LIST OF TASKS
1. In the sermon on the Pharisee and the tax collector below, how often did the Pharisee fast?
2. Copy out the passage of the sermon on the Pharisee and the tax collector below that lies between "In the Name" and "not the former.", inclusive.

GIVEN TEXT

Begin

In the Name of the Father and of the + Son and of the Holy Spirit.

The scene in Jesus’ parable is played out week after week, each and every Lord’s Day, in this modest temple of the LORD and in Christian churches, basilicas, and cathedrals large and small, glorious and humble, throughout the world. Two men go to church to pray, one a self-righteous Pharisee of a Christian, the other a humble and repentant sinner and beggar of a Christian. The former trusts in his own righteousness by his works and so stands condemned in his sins; the latter boasts of nothing in himself but instead confesses his sins and unworthiness and pleads for God’s mercy. And, as in Jesus’ parable, it is this latter man who leaves church today justified, that is, made right with God, and not the former.

Each and every one of you must come into this temple each and every Sunday, and each and every day, were it offered, to confess your sins and your unworthiness and to plead for mercy from your God and Father through Jesus Christ. For just as there is no distinction between the Pharisee and the tax collector, so there is no distinction between the disobedient child, the petty thief, the adulterous husband, the murderer on death row, and the outwardly pious, respected, and obedient Christian – there is no distinction when it comes to justification, being made right with God. For all have sinned and fall short of the glory of God, and [all] are justified by his grace as a gift, through the redemption that is in Christ Jesus, whom God put forward as a propitiation by his blood, to be received by faith.

However, what you must understand is that the Pharisee in Jesus’ parable was telling the truth. All the things that he boasted of before the LORD were true and they were good. He wasn’t an extortioner, a blackmailer, or a thief. He wasn’t outwardly unjust, he wasn’t an adulterer, or even a tax collector. Rather, he was faithful in his prayers, he fasted twice a week, which was more than what was commanded by the law, and he gave tithes on all of his income. He was pious and he was fervently religious. He kept the law better than anyone else and everyone respected and revered him as a faithful and pious man of God. Indeed, the Pharisee in Jesus’ parable is the kind of man every pastor would gladly have in his parish despite his sometimes boorish arrogance. He is the kind of man you would look up to as an outstanding example of godliness, faithfulness, and piety, even if he did look down his nose a bit at the hoi polloi of obvious and notorious sinners.

End

PROVIDED DATA

Begin

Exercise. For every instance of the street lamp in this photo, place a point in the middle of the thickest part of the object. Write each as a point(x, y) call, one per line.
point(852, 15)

End

ANSWER SET
1. Twice a week.

2.
In the Name of the Father and of the + Son and of the Holy Spirit.

The scene in Jesus’ parable is played out week after week, each and every Lord’s Day, in this modest temple of the LORD and in Christian churches, basilicas, and cathedrals large and small, glorious and humble, throughout the world. Two men go to church to pray, one a self-righteous Pharisee of a Christian, the other a humble and repentant sinner and beggar of a Christian. The former trusts in his own righteousness by his works and so stands condemned in his sins; the latter boasts of nothing in himself but instead confesses his sins and unworthiness and pleads for God’s mercy. And, as in Jesus’ parable, it is this latter man who leaves church today justified, that is, made right with God, and not the former.